*** Records for the exercise Section Begins ***

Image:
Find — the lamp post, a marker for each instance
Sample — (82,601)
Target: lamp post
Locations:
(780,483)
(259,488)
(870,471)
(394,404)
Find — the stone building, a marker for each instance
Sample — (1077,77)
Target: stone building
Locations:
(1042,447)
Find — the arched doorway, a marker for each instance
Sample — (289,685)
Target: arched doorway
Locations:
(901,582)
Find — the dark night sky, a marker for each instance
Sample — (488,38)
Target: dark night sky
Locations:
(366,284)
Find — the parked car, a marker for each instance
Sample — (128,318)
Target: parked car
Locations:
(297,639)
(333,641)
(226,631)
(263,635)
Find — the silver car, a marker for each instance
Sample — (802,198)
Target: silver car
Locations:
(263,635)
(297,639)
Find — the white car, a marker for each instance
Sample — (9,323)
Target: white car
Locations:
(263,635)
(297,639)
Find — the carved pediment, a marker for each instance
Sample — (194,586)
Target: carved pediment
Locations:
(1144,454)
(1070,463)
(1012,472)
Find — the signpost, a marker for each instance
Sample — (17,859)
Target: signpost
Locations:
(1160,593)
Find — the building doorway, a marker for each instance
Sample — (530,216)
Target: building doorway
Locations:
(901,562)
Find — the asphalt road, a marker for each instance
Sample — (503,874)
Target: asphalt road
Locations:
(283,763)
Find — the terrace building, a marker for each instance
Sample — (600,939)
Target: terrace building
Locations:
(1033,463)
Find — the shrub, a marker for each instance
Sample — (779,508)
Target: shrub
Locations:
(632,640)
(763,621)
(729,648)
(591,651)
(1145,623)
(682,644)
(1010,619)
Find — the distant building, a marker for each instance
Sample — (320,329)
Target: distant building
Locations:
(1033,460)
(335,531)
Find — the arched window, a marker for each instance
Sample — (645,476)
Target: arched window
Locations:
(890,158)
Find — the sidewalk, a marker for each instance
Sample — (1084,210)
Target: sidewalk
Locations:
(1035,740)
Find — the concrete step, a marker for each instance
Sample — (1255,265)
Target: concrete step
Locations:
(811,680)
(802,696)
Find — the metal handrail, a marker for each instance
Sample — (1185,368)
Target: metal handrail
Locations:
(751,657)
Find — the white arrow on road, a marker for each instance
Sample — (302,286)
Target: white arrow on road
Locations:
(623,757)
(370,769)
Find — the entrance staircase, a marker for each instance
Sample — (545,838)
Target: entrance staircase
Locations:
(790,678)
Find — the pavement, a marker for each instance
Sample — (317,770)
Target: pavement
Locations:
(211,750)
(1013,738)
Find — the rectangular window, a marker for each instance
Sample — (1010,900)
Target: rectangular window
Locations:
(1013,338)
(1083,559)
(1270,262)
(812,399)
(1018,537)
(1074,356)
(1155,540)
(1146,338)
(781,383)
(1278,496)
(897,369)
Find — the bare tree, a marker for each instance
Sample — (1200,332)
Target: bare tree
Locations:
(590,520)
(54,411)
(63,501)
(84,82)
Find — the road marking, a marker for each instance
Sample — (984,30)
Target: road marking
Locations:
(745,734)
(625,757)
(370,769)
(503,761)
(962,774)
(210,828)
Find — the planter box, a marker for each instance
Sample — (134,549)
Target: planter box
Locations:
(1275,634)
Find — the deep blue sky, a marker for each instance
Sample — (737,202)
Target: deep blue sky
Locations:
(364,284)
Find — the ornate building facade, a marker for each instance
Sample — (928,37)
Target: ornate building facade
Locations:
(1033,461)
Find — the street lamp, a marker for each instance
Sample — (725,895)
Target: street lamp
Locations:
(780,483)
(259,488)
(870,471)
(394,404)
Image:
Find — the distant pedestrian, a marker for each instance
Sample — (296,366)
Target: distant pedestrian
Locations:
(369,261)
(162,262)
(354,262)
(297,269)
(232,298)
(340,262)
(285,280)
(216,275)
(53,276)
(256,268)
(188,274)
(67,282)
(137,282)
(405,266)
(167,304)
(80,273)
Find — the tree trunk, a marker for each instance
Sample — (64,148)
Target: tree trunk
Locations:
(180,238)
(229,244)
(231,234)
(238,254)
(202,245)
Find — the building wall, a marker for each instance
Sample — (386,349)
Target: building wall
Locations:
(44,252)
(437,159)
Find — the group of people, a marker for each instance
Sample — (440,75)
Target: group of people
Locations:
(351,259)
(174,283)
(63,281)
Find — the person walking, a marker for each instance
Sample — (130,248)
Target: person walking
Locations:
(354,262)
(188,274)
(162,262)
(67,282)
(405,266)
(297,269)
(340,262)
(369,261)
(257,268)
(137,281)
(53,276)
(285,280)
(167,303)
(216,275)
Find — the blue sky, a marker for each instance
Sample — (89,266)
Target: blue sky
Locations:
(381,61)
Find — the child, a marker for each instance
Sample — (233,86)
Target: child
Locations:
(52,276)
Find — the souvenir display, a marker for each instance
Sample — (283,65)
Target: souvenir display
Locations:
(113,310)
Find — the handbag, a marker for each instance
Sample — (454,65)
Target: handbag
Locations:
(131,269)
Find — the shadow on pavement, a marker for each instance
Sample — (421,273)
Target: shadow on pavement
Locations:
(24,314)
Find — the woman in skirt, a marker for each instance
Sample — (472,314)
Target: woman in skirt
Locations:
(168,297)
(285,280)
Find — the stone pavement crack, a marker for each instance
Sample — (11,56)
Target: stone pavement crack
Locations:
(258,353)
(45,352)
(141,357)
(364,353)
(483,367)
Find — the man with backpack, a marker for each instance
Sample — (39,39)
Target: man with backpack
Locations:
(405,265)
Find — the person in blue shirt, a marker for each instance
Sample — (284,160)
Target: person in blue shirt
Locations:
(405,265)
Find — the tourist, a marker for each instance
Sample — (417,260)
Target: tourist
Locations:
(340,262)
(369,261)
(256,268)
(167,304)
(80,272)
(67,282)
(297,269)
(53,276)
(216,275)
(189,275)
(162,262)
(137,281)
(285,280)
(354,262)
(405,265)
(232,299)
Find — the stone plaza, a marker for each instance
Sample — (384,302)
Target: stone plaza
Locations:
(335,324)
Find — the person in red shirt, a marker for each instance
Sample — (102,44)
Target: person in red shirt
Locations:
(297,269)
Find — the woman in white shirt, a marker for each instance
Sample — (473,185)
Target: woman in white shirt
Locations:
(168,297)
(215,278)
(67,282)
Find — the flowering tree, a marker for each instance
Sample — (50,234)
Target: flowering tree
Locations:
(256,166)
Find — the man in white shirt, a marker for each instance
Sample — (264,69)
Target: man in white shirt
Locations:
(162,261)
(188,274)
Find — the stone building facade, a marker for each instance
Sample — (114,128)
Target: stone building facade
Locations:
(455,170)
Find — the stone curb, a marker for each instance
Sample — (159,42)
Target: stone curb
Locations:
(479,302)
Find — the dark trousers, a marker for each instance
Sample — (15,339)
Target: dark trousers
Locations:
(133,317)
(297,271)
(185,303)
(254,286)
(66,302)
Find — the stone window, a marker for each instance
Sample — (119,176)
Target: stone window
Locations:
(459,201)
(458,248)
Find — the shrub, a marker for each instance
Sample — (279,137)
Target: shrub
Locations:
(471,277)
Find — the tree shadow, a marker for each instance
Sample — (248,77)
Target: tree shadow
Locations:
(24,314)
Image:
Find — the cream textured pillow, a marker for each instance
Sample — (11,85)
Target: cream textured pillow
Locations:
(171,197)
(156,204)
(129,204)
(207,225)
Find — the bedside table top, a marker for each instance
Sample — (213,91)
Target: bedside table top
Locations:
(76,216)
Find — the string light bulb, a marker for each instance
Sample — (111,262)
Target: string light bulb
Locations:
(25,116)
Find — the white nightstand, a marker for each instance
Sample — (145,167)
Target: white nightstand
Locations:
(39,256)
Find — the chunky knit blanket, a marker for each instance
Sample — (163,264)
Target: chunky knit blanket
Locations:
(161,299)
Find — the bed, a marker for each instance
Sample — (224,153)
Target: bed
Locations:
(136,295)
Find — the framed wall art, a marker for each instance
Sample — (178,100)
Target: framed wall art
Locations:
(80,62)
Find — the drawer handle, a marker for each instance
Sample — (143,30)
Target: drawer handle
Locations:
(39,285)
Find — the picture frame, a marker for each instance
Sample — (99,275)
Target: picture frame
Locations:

*** Records for the exercise Section Ends ***

- [Work item]
Restate, word for word, the listing above from its first line through the line that contains "Target: silver car", keeping both of those lines.

- [Reply]
Image:
Find — the lamp post, a marker for each instance
Sample — (82,601)
Target: lamp post
Locations:
(780,483)
(259,488)
(870,471)
(394,404)
Find — the stone building, a marker for each instance
Sample — (1077,77)
Target: stone building
Locations:
(1042,447)
Find — the arched doorway, a marker for each instance
Sample — (289,685)
Target: arched doorway
Locations:
(901,582)
Find — the dark night sky, a marker for each instance
Sample — (488,38)
Target: dark night sky
Locations:
(366,284)
Find — the parked car, a marker for each instance
Sample — (128,318)
Target: parked car
Locations:
(297,639)
(333,641)
(226,631)
(263,635)
Find — the silver car, a marker for each instance
Sample — (802,198)
Target: silver car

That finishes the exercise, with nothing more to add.